--- DATASET RECORDS Enclosed Below ---
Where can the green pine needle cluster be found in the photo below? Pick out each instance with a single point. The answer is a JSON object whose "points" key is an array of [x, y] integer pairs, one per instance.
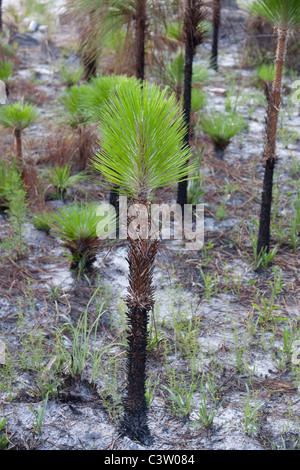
{"points": [[142, 134]]}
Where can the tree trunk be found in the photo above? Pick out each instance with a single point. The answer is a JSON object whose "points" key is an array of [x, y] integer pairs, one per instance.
{"points": [[263, 241], [140, 38], [18, 147], [216, 27], [1, 25], [182, 197], [140, 301], [89, 65]]}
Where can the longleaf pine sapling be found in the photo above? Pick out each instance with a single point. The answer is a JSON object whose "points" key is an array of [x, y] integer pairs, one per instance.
{"points": [[142, 146]]}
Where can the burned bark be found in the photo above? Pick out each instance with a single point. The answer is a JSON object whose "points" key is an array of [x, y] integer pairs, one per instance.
{"points": [[140, 301], [216, 27], [263, 241], [140, 38], [194, 15]]}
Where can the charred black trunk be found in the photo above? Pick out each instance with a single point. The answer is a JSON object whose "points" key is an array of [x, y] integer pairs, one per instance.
{"points": [[89, 65], [263, 241], [114, 201], [140, 301], [1, 25], [182, 197], [140, 38], [216, 27]]}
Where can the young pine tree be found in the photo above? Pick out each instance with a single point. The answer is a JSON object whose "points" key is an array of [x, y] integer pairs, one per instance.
{"points": [[142, 149]]}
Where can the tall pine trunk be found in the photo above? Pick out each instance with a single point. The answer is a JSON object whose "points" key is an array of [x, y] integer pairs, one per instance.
{"points": [[140, 38], [263, 242], [1, 25], [182, 197], [216, 27]]}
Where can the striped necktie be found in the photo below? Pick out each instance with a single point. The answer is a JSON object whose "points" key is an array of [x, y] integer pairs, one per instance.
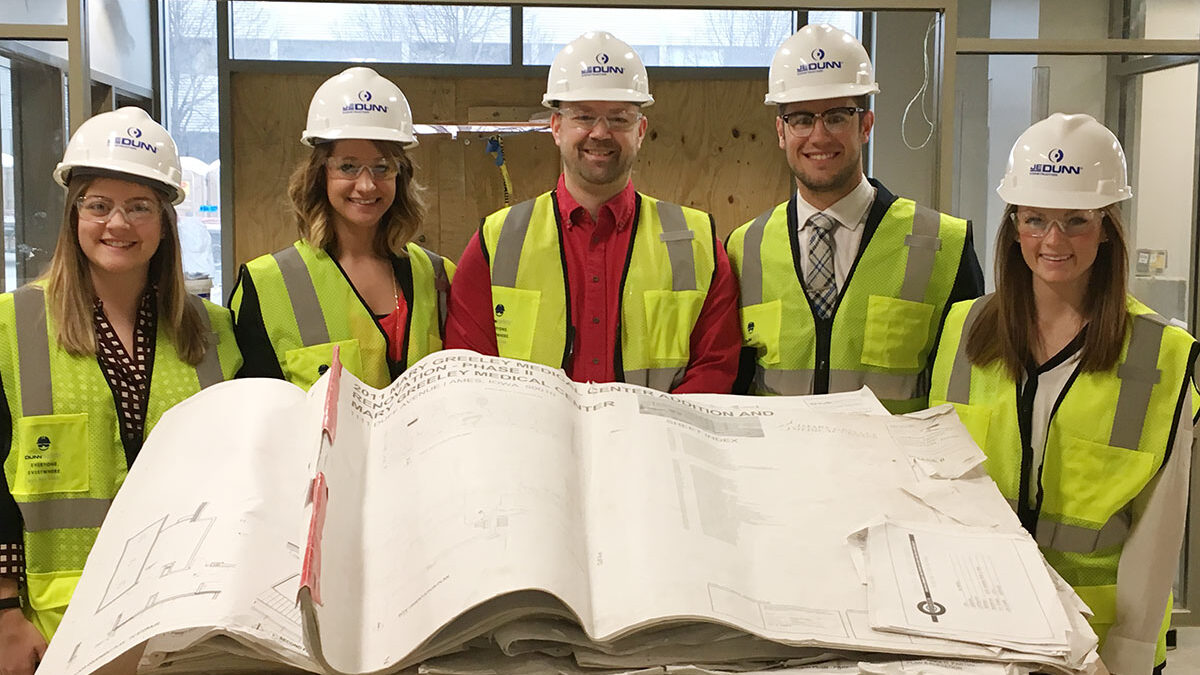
{"points": [[820, 282]]}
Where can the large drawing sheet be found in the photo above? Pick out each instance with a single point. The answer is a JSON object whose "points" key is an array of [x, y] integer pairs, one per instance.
{"points": [[208, 541], [475, 477]]}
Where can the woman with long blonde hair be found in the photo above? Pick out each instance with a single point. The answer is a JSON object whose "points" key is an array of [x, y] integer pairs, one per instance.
{"points": [[1081, 396], [91, 356], [354, 280]]}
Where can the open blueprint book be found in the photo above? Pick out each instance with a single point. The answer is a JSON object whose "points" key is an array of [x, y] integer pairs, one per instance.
{"points": [[487, 515]]}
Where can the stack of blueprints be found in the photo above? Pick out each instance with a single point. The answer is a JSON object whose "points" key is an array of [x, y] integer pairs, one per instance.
{"points": [[484, 515]]}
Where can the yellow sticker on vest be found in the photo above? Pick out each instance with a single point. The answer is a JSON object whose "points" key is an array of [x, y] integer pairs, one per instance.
{"points": [[52, 454]]}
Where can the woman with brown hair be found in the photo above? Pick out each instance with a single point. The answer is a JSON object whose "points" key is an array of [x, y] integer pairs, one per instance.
{"points": [[354, 280], [1081, 396], [91, 356]]}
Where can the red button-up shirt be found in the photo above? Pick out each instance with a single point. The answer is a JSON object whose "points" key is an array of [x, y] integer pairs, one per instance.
{"points": [[595, 251]]}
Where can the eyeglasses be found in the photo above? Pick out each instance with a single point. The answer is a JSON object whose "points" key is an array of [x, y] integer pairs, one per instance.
{"points": [[348, 168], [135, 211], [622, 121], [1074, 225], [835, 120]]}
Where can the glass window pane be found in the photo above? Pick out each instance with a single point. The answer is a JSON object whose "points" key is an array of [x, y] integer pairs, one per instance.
{"points": [[51, 12], [119, 41], [361, 33], [1078, 19], [697, 37], [191, 112], [1176, 19], [1159, 138]]}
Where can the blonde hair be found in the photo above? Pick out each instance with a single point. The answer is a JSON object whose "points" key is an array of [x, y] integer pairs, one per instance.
{"points": [[71, 293], [313, 213], [1007, 328]]}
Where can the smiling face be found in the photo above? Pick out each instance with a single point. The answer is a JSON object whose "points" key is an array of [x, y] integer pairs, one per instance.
{"points": [[360, 202], [598, 159], [1056, 258], [827, 166], [132, 231]]}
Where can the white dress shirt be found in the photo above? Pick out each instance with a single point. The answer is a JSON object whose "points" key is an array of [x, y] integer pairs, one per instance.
{"points": [[850, 211]]}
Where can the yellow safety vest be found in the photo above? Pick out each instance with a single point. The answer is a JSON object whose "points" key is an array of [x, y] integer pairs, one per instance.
{"points": [[66, 460], [1105, 441], [309, 308], [667, 275], [886, 322]]}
--- End of Enclosed DATASET RECORDS ---
Every entry above is to be repeated word for word, with all pictures omitted.

■ SOLUTION TO THIS TASK ■
Where can the green pine needle cluster be found in the photo below? Pick out each instance with a single point. The answer is a JSON object whose "points" key is an array of [x, y] integer pairs, one per instance.
{"points": [[142, 134]]}
Where can the tree trunk be found in the photo above? Pick out each instance with a single point. The answer is a JSON object whose "points" key is an array of [x, y] integer pairs, one per instance.
{"points": [[263, 241], [140, 38], [18, 147], [216, 27], [1, 25], [182, 197], [140, 301], [89, 65]]}
Where can the longleaf pine sapling be found in the photo above? Pick out each instance with a single point. The answer is a JSON object whose "points" key is an array of [x, y] integer pairs, one per instance.
{"points": [[142, 146]]}
Where can the burned bark be found in the photo above? Pick out each instance with a single point. The answer is a JSON object whose "points" key is an array of [x, y] integer pairs, one per instance.
{"points": [[140, 301], [216, 27], [263, 241], [140, 38], [194, 15]]}
Where can the charred black trunk be found in the photo above? Pick out each instance with a single point. The answer is a JSON object whose "points" key is an array of [x, y] integer pairs, one per instance.
{"points": [[89, 65], [263, 241], [114, 201], [140, 301], [1, 25], [182, 197], [140, 38], [216, 27]]}
Where can the young pine tree be found in the photo above? Pick out each instance with a single point. The answer is a JSON object whose "points" key is an array of [x, y] integer pairs, one per instance.
{"points": [[142, 149]]}
Where can the tall pine trunk be found in the photo above? Pick out each instance with a single point. The answer is a JSON object whose "points" key is an array of [x, y] integer pairs, one per instance.
{"points": [[140, 38], [263, 242], [1, 25], [182, 197], [216, 27]]}
Where can the striped necktie be found in the photo below? Pick out each instance with a single point. The answer is a JSON object whose "points" key is an array of [x, y] integer pairs, one per instance.
{"points": [[820, 282]]}
Where can the large drawing sheet be found in the photo above? Pick out each instance with a single point. The answer is a JSON object whose "points" key is an array of [x, y] integer pairs, one per instance.
{"points": [[208, 541], [475, 477]]}
Where can the woman with long blonde hair be found in the photo above? Pick out each instance with a single point. The answer is a JSON object whose "points" key is an array of [x, y] integer pairs, one per instance.
{"points": [[1081, 396], [91, 356], [354, 280]]}
Where can the open blueprint book be found in the photo above? Pick out each instance with a single point. The answer is a JSON object whose "points" key is an array of [x, y] integer pairs, one per instance.
{"points": [[487, 515]]}
Where can the stack of blueprints be found in the photo above? Pick out each instance with a single point. The answer is a JSON object whose "points" key is an array of [x, y] integer pairs, one per instance.
{"points": [[484, 515]]}
Where can the yellow sticker on vest be found in the photo above? Pick out each instance with a single point. The answer is a JSON object whose "points" key is an array of [x, y] integer pairs, one per instance.
{"points": [[52, 454]]}
Where can the woman with brown hair be found in the photo above? Pick out each instance with a single point. The answer is a JSON object whose "points" key is an array of [x, y] integer pairs, one per instance.
{"points": [[354, 280], [1081, 396], [91, 356]]}
Where can the red button-up shirt be found in the photo above? Pick out each instance with a single point. The answer is a JSON object whose "points" key is an array of [x, y] integer pairs, one per instance.
{"points": [[595, 251]]}
Where can the eyeglasses be found in the photo above? Pick out each instance with a single point. The answer is a JSON object whose "points" key is an array of [x, y] integer pairs, one per instance.
{"points": [[348, 168], [135, 211], [622, 121], [1074, 225], [835, 120]]}
Where can the glass window pane be found in the photo above? Pick out each instance with a single point. The answer is a JSON object whose "points" key is an array of [x, y] integer pairs, one per instance.
{"points": [[51, 12], [119, 41], [361, 33], [1078, 19], [697, 37], [191, 112], [1176, 19], [1159, 138]]}
Where can the blonde hair be found in the photo above? Pick out each instance with a single point. The answer is a JSON object whose "points" key is an array of [x, y] integer pairs, one per instance.
{"points": [[71, 293], [313, 213], [1007, 328]]}
Where can the smiling face be found in the photo above? Pick out each instance with a single point. The answer is a JSON object whose "points" key is an array of [x, y] integer pairs, one per instance.
{"points": [[360, 202], [598, 159], [1056, 258], [827, 166], [132, 231]]}
Where can the white dress shirt be found in the photo above? Pick out each instance with a single point. The answer is a JSON object whose "points" key is an array of [x, y] integer pairs, one per instance.
{"points": [[850, 211]]}
Where can the yellow safety vest be found in the photo above? Pick out each instance with a single point. The answer is a JSON object whose "points" key is an array of [x, y] integer pairs, one per instance.
{"points": [[66, 460], [1105, 441], [309, 308], [667, 275], [886, 322]]}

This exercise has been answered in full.